___ The records ___
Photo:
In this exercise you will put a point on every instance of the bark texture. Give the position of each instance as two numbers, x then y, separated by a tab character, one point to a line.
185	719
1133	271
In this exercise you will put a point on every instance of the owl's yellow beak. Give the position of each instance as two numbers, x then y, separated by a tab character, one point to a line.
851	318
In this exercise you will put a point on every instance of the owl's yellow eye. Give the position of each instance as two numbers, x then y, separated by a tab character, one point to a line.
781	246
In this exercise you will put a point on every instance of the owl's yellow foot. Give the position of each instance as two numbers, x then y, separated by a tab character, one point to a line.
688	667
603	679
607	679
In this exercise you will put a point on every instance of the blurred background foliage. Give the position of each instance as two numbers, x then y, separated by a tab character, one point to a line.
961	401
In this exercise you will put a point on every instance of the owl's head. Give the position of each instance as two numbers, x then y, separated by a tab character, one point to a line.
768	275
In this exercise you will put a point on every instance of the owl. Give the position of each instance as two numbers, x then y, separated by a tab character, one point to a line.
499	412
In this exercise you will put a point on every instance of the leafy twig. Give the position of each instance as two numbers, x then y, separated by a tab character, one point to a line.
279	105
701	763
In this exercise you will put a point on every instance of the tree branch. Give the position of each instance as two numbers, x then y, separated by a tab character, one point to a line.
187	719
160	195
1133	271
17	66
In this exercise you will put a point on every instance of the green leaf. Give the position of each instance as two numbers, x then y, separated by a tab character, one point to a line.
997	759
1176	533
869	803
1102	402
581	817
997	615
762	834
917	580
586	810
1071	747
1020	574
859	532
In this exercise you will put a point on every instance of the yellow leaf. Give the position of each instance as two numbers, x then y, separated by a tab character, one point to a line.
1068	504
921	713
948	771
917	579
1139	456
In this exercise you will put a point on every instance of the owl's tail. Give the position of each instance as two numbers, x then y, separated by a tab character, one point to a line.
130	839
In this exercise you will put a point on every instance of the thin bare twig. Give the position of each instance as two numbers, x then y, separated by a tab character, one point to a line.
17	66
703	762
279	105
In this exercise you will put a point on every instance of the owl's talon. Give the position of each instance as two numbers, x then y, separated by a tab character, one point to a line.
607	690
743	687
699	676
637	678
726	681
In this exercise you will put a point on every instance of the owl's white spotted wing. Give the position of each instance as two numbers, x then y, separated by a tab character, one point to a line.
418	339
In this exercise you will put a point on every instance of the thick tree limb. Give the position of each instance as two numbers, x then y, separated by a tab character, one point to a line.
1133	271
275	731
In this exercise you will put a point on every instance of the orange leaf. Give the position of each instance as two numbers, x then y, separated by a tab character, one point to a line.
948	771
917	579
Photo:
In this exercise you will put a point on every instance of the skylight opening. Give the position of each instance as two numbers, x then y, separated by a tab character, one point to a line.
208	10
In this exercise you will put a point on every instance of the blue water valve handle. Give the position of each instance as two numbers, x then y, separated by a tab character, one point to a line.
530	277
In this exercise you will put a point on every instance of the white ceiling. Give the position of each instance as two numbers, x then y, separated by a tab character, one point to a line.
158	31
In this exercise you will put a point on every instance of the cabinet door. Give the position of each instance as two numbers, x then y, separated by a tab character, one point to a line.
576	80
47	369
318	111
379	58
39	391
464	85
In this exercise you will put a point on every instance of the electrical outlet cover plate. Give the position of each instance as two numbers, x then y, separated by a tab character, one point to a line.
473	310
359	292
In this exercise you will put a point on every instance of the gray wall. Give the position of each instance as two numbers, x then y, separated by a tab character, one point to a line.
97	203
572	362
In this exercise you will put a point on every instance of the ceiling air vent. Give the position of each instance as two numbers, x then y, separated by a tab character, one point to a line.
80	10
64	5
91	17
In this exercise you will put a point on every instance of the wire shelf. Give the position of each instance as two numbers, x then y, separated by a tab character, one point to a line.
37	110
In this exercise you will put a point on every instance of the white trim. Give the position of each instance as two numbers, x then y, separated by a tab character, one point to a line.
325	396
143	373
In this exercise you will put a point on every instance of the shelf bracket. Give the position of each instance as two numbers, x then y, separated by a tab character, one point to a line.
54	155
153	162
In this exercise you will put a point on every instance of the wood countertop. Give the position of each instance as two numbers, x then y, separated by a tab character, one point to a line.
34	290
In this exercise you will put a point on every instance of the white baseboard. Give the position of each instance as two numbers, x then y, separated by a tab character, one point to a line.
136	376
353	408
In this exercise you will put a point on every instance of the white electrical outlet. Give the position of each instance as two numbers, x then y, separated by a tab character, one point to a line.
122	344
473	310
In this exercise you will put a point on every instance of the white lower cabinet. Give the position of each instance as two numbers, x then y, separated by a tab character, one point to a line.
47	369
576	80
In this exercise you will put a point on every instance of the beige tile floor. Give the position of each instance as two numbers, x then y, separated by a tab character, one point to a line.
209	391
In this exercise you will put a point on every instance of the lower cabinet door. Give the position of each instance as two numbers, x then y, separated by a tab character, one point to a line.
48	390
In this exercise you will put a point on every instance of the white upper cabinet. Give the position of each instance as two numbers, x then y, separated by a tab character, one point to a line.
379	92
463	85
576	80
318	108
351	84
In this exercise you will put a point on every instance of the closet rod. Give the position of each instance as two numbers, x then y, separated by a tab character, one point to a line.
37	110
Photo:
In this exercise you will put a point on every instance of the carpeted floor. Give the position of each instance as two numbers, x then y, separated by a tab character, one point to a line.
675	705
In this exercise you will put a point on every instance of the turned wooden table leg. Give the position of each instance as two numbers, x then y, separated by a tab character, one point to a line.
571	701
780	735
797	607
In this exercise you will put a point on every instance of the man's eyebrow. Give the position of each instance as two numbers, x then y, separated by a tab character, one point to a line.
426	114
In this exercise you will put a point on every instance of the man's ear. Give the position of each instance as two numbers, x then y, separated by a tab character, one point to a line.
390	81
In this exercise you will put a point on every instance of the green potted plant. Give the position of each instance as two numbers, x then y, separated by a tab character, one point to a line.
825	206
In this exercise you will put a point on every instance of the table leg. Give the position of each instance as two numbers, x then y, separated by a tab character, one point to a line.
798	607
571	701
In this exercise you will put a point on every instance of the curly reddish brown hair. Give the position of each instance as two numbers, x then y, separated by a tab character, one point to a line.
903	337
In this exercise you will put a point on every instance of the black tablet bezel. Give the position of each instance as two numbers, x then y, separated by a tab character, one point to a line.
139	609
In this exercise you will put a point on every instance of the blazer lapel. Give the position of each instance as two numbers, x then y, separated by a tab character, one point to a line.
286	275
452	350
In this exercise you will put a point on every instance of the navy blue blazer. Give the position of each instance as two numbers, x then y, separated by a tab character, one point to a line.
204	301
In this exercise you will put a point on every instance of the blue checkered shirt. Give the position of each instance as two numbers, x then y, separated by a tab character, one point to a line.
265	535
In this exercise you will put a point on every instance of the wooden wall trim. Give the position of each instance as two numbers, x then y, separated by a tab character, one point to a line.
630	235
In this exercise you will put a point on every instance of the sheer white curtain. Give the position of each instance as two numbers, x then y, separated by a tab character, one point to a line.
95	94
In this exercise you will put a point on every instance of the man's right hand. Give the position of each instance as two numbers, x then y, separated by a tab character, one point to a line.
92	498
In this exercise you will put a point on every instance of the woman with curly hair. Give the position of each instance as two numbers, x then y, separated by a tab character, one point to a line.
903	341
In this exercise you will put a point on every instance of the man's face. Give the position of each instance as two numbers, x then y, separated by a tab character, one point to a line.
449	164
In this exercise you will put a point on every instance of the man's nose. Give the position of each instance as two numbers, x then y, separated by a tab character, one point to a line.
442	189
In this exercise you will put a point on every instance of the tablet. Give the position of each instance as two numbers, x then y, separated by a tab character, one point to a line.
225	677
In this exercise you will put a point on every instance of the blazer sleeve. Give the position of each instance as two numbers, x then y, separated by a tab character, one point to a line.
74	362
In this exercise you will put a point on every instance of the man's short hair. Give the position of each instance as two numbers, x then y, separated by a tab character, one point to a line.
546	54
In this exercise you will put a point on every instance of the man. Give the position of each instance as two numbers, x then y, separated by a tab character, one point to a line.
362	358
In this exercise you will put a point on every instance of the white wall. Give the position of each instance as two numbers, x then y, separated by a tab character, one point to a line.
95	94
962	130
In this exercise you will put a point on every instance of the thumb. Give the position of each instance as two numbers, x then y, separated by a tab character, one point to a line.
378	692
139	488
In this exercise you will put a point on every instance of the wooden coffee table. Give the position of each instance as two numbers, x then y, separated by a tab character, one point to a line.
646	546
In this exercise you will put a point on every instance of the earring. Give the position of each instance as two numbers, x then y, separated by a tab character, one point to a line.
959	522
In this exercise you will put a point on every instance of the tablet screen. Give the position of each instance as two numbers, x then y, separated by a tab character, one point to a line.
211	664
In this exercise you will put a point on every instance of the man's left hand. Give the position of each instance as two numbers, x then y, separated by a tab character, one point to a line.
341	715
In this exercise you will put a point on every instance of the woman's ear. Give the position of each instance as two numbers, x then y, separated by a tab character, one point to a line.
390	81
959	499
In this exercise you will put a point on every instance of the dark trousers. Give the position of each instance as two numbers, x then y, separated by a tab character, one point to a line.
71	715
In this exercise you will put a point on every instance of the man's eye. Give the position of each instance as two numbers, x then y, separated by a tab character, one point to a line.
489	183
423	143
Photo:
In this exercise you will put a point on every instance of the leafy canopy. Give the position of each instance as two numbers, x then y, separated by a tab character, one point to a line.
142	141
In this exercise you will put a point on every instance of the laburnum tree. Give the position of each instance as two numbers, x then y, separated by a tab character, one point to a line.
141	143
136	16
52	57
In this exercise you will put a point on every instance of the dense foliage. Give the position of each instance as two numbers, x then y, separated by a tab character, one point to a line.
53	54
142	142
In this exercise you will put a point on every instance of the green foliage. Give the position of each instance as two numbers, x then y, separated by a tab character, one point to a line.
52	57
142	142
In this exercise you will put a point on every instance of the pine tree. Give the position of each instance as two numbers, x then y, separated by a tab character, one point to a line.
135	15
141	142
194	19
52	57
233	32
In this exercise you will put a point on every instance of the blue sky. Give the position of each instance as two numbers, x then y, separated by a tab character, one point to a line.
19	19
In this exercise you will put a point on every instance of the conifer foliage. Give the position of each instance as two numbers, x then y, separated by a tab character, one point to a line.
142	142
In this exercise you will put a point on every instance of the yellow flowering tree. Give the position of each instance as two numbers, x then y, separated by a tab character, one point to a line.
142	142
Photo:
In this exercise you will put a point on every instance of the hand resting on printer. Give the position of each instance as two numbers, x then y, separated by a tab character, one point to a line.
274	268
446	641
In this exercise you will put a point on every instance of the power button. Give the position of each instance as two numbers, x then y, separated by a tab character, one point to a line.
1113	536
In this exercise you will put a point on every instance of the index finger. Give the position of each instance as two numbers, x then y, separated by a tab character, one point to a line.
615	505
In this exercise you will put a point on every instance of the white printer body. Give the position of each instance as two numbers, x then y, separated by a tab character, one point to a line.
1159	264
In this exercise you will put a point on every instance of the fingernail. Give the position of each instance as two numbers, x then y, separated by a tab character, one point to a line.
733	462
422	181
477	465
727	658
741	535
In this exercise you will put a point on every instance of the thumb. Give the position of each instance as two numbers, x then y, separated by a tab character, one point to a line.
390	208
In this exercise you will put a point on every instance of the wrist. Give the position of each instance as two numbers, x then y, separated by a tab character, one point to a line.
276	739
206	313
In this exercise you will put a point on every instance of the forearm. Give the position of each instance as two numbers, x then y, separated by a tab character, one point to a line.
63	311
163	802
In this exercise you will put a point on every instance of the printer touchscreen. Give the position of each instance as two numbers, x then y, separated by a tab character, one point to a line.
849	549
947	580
___
◆ **Exercise requirements**
Write out exactly the lines of the entries above that run from the line containing "of the fingernail." through the last line, including both.

◆ **Expected answer**
In this exercise you will put a point on every instance of the fingernail. Give the position of each instance as two numbers, x then y, separated by a tab character, one point to a line.
733	462
422	181
477	465
727	658
741	535
In this exercise you will put a point on every instance of the thumb. Give the position of each instance as two numbers, x then y, separated by a tab character, one point to a line.
390	208
In this exercise you will put a point on every instance of the wrist. Give the position of each instance as two numbers, x then y, separated by a tab character, one point to a line.
276	739
206	313
In this exercise you will put a point on every instance of the forearm. Give the position of each instance as two numbers, x then y, separated by a tab character, one point to a line.
63	311
163	802
In this exercise you will put a point on every instance of the printer touchscreen. Give the position of each instance as two numbers, x then y, separated by a tab character, one point to a line.
849	549
947	580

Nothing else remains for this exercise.